--- Data ---

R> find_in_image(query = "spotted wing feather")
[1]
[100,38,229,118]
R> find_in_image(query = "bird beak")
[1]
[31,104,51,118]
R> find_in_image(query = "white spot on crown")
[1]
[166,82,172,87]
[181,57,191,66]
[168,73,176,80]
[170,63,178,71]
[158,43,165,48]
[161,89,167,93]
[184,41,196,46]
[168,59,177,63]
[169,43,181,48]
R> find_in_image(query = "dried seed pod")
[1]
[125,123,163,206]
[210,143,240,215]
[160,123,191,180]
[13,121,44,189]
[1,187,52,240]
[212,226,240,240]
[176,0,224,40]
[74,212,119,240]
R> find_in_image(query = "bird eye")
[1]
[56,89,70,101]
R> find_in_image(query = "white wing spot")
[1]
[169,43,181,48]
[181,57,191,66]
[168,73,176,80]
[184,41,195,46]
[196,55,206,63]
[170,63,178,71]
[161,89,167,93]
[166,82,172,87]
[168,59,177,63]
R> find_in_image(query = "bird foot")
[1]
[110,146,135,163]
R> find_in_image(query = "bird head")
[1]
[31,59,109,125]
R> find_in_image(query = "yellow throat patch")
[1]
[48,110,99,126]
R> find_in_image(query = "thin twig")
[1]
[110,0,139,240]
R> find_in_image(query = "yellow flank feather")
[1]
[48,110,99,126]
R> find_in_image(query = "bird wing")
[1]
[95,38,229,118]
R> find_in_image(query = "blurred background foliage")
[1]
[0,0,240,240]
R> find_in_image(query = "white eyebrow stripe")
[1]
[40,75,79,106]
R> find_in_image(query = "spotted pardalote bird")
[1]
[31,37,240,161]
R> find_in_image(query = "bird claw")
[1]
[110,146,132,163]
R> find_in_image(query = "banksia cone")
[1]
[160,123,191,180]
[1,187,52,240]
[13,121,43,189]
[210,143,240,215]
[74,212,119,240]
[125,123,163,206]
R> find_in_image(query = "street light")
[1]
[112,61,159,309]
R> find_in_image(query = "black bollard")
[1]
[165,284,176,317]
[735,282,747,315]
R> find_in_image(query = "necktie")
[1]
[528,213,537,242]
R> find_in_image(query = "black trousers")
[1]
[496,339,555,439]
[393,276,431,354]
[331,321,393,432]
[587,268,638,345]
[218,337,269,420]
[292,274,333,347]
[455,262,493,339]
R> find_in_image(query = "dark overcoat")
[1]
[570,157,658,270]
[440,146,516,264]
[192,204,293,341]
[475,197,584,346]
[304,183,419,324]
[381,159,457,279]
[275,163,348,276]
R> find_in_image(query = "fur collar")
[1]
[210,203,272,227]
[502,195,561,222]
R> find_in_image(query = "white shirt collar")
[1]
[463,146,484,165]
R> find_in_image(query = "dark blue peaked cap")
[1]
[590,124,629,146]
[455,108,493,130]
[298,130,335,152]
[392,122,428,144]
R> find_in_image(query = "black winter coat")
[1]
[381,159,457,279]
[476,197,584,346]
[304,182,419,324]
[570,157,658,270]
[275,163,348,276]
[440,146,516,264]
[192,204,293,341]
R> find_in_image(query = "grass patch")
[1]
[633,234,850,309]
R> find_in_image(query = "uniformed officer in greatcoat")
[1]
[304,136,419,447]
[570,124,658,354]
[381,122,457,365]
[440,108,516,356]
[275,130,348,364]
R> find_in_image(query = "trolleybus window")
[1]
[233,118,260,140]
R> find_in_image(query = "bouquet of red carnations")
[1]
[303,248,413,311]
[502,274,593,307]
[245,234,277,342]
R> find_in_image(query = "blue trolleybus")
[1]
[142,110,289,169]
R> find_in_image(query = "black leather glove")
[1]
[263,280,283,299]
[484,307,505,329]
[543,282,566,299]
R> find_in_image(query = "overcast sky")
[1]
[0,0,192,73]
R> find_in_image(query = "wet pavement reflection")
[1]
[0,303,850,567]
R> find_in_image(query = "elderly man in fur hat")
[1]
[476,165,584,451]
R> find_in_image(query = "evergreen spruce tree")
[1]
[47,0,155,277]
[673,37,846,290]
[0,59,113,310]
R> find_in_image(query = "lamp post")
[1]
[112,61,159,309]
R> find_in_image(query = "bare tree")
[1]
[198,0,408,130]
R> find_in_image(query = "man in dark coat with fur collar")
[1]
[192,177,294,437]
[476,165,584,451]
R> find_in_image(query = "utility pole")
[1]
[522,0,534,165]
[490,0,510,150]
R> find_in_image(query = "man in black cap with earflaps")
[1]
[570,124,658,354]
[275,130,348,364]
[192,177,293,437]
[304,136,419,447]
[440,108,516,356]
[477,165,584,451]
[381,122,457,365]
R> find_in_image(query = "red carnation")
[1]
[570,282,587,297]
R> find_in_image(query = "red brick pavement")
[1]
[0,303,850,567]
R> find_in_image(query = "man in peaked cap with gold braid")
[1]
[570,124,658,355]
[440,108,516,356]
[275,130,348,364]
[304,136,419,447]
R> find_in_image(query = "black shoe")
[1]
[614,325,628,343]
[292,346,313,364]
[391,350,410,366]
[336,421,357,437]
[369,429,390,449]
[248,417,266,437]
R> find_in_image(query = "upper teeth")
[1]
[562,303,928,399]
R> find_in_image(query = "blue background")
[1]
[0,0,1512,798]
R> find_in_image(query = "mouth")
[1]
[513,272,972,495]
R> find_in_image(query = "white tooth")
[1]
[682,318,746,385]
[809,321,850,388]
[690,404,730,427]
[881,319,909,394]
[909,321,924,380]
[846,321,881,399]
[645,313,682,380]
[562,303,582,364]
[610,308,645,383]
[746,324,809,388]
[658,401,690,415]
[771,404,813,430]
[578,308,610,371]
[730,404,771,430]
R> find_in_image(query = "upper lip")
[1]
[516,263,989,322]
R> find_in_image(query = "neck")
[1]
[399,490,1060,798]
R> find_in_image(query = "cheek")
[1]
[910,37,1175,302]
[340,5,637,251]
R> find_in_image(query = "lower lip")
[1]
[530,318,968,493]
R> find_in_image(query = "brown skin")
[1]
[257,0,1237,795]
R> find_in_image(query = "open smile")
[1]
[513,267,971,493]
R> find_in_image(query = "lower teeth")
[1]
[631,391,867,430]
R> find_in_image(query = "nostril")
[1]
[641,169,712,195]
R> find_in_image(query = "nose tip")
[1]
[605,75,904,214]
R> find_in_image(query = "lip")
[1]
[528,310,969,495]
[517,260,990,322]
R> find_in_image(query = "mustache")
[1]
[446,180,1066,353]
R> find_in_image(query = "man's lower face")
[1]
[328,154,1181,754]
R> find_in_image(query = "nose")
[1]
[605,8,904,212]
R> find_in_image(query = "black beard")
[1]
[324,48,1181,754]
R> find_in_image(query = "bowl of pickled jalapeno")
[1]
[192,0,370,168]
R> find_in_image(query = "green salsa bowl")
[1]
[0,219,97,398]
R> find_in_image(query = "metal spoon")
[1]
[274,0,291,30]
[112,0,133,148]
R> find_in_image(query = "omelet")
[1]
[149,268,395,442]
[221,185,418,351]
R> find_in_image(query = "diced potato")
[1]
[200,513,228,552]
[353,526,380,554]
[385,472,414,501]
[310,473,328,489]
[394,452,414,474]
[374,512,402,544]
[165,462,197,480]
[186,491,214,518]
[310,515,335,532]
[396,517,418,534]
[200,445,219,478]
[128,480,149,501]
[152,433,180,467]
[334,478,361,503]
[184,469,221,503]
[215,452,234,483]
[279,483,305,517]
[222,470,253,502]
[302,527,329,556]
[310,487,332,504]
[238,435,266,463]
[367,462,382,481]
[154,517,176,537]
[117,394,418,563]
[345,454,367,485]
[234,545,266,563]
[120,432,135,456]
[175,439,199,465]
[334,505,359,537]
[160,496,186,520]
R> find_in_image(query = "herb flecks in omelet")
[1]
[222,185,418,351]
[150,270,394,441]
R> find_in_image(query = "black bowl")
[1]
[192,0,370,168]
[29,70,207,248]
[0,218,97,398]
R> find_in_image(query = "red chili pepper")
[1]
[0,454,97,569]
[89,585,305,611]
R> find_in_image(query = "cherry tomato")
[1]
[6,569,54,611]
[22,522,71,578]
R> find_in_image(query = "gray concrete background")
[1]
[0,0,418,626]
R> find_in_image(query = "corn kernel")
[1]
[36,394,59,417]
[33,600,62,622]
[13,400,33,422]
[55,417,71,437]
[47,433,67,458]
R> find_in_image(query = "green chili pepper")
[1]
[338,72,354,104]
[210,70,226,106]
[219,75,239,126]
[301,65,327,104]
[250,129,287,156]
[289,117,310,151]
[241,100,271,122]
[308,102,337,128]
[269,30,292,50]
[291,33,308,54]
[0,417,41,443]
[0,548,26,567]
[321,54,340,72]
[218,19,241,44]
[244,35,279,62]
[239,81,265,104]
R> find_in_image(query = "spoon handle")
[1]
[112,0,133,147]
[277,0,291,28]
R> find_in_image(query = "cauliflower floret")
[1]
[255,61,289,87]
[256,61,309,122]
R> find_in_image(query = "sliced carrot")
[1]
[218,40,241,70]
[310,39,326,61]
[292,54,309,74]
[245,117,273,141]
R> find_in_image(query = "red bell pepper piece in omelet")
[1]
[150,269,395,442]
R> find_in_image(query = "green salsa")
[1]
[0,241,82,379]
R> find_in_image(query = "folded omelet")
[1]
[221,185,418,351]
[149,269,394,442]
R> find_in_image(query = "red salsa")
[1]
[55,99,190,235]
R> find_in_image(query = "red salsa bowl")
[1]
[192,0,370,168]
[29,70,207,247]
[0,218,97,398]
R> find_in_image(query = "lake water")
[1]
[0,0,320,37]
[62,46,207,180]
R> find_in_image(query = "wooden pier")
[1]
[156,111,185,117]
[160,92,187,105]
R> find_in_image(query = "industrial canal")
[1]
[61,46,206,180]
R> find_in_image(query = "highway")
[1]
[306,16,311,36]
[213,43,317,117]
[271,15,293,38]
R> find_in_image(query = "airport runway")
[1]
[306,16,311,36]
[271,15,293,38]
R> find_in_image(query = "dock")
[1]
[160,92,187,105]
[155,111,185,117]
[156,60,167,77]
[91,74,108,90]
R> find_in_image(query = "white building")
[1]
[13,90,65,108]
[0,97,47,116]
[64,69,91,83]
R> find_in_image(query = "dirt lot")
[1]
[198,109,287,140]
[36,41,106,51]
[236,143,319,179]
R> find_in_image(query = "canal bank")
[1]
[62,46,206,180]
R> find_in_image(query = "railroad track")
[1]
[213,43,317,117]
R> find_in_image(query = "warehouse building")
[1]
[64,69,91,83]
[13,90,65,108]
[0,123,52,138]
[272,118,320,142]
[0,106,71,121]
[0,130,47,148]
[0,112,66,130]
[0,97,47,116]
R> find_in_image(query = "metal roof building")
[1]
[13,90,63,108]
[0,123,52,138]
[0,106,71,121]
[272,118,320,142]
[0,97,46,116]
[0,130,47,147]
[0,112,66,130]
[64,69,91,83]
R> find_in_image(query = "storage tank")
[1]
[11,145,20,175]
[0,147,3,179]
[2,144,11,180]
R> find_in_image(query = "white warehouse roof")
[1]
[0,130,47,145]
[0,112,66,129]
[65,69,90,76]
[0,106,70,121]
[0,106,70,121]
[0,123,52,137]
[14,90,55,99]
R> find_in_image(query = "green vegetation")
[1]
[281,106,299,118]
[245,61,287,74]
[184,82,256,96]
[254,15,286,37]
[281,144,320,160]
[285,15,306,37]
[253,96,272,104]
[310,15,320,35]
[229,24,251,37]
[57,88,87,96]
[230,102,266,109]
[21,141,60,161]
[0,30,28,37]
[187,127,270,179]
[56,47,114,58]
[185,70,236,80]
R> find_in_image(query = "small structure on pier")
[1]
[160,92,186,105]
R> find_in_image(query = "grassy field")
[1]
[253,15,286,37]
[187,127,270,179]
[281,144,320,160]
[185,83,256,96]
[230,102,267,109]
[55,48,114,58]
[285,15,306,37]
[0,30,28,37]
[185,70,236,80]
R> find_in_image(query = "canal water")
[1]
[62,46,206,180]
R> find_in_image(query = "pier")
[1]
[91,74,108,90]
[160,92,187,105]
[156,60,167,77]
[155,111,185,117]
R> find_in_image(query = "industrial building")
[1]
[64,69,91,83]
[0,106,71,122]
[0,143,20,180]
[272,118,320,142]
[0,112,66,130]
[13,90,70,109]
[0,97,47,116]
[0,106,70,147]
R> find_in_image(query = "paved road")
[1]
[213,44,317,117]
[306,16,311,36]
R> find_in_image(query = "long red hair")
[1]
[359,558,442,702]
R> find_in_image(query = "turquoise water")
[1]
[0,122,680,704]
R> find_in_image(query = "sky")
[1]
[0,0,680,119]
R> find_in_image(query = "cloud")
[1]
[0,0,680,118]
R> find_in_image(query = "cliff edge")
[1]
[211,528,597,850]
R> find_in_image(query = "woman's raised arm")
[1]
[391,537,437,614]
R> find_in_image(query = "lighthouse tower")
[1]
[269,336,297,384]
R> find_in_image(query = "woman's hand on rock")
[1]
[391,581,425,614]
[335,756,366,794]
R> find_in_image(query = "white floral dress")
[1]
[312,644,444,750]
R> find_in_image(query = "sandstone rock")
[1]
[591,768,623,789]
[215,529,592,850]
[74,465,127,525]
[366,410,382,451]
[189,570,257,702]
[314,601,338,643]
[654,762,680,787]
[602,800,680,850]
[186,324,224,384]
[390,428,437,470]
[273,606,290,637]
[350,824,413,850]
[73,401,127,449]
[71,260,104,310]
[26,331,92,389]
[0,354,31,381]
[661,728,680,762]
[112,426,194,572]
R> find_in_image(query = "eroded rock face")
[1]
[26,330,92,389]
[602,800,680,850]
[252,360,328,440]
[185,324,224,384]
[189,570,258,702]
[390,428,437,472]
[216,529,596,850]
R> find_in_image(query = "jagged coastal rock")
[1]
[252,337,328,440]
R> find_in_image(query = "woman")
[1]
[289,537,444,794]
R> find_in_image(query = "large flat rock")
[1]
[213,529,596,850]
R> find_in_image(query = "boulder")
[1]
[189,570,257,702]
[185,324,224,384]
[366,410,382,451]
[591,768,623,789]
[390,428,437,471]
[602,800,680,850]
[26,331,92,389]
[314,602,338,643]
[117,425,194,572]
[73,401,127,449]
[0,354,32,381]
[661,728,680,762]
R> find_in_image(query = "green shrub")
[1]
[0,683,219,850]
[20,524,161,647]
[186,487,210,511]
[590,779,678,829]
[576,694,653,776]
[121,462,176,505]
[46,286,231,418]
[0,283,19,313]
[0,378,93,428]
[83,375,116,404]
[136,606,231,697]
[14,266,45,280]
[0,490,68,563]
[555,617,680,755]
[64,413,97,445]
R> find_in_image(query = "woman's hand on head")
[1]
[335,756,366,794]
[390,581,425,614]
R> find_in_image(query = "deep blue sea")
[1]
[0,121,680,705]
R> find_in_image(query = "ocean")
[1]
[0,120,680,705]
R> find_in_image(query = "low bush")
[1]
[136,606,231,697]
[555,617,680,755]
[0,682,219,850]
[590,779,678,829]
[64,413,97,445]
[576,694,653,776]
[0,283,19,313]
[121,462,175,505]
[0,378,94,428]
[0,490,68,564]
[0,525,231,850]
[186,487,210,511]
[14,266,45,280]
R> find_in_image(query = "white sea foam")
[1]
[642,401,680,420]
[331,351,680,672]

---

Requirement: Rename "find_in_image" to "locate_in_image" in the rows from the start through the line containing "[528,213,537,242]", and write out those lines again with nothing else altered.

Task output:
R> locate_in_image(query = "spotted wing feather")
[1]
[100,38,229,118]
R> locate_in_image(query = "bird beak")
[1]
[31,104,51,118]
R> locate_in_image(query = "white spot on crown")
[1]
[166,82,172,87]
[181,57,191,66]
[168,73,176,80]
[170,63,178,71]
[158,43,165,48]
[161,89,167,93]
[184,41,196,46]
[168,59,177,63]
[169,43,181,48]
R> locate_in_image(query = "dried seed pod")
[1]
[125,123,163,206]
[210,143,240,215]
[160,123,191,180]
[13,121,44,189]
[1,187,52,240]
[212,226,240,240]
[176,0,224,40]
[74,212,119,240]
R> locate_in_image(query = "bird eye")
[1]
[56,89,70,101]
R> locate_in_image(query = "white wing spot")
[1]
[169,43,181,48]
[181,57,191,66]
[168,73,176,80]
[184,41,195,46]
[196,55,206,63]
[170,63,178,71]
[161,89,167,93]
[166,82,172,87]
[168,59,177,63]
R> locate_in_image(query = "bird foot")
[1]
[110,146,135,163]
R> locate_in_image(query = "bird head")
[1]
[31,59,109,125]
R> locate_in_image(query = "yellow throat patch")
[1]
[48,110,99,126]
R> locate_in_image(query = "thin twig")
[1]
[110,0,139,240]
R> locate_in_image(query = "yellow flank feather")
[1]
[48,110,99,126]
R> locate_in_image(query = "bird wing")
[1]
[95,38,229,118]
R> locate_in_image(query = "blurred background foliage")
[1]
[0,0,240,240]
R> locate_in_image(query = "white eyebrow stripe")
[1]
[40,75,79,106]
R> locate_in_image(query = "spotted pardalote bird")
[1]
[31,37,240,161]
R> locate_in_image(query = "bird claw")
[1]
[110,146,132,163]
R> locate_in_image(query = "banksia cone")
[1]
[160,123,191,180]
[1,187,52,240]
[13,121,43,189]
[210,143,240,215]
[74,212,119,240]
[125,123,163,206]
R> locate_in_image(query = "street light")
[1]
[112,61,159,309]
R> locate_in_image(query = "black bollard")
[1]
[165,284,176,317]
[735,282,747,315]
R> locate_in_image(query = "necktie")
[1]
[528,213,537,242]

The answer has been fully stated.